■ GOAL OF THE EXERCISE:
Copy out, word for word, the passage below about Updike's portrayal of Ahmad.

■ SELECTED PASSAGE:
But it seems to me that Updike rather than his critics is right—or rather, accurate. He is not trying to justify Ahmad but to explain him. How could Ahmad have developed a more rounded view of the social environment into which he was born, or have achieved some kind of mature historical perspective on it, without the aid and guidance of people who knew better, whose mental world was not circumscribed by New Prospect, New Jersey? His mother is unable or disinclined to provide him with any guidance. To understand the distinction between criticism of the way people choose to use their freedom and criticism of freedom itself requires some historical and philosophical sophistication, which it is the duty of schools to inculcate. By inference, Central High School has failed to do this where Ahmad is concerned, leaving his clever but uncritical mind a fallow field in which Shaikh Rashid can plant his ill-germinating seeds.

The crude nostrums of Islamism rush in where the Enlightenment fears to tread.

■ DATA LISTING:
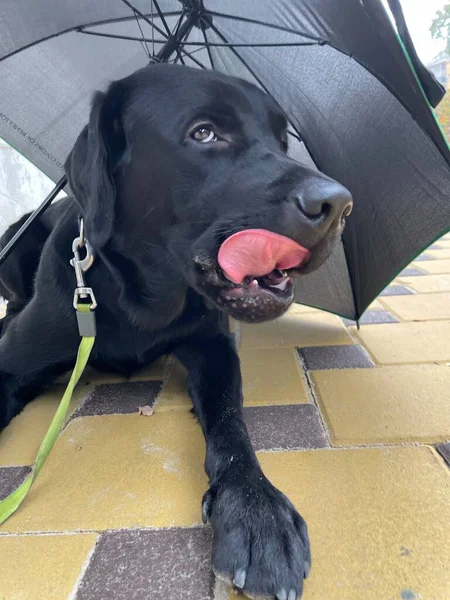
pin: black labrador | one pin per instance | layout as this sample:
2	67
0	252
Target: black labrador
195	212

■ WRITTEN RESPONSE:
But it seems to me that Updike rather than his critics is right—or rather, accurate. He is not trying to justify Ahmad but to explain him. How could Ahmad have developed a more rounded view of the social environment into which he was born, or have achieved some kind of mature historical perspective on it, without the aid and guidance of people who knew better, whose mental world was not circumscribed by New Prospect, New Jersey? His mother is unable or disinclined to provide him with any guidance. To understand the distinction between criticism of the way people choose to use their freedom and criticism of freedom itself requires some historical and philosophical sophistication, which it is the duty of schools to inculcate. By inference, Central High School has failed to do this where Ahmad is concerned, leaving his clever but uncritical mind a fallow field in which Shaikh Rashid can plant his ill-germinating seeds.

The crude nostrums of Islamism rush in where the Enlightenment fears to tread.